_PROBLEM DESCRIPTION_:
Count the lines in the listing below that contain the word "black", and reply with only that number.
— START OF GIVEN INFORMATION —
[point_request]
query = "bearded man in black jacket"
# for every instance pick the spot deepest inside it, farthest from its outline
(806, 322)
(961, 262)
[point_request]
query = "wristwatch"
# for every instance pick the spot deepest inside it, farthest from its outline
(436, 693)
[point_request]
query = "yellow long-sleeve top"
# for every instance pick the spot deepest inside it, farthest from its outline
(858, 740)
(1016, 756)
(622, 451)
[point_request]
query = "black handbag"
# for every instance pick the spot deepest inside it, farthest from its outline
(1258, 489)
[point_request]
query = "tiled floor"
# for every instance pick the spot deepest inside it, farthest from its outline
— END OF GIVEN INFORMATION —
— START OF GIVEN INFORMATION —
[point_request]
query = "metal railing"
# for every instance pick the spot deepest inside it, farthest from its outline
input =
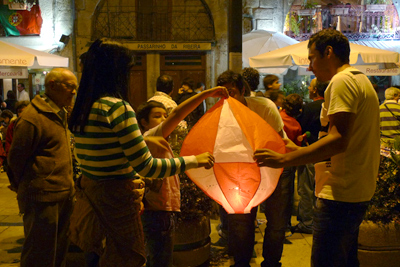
— END OF GIVEN INFORMATION —
— START OF GIVEN INFORMATION —
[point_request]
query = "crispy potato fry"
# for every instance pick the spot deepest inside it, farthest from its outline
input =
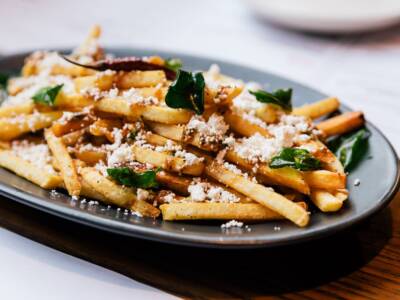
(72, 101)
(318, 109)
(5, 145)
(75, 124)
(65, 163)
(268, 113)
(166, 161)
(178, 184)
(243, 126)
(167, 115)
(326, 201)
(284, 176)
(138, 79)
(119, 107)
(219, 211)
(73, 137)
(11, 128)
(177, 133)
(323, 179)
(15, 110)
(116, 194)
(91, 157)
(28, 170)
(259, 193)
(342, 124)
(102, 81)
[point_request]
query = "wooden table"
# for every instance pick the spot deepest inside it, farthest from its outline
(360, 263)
— END OF GIVEN INFORMATION —
_RESULT OF THE TASK_:
2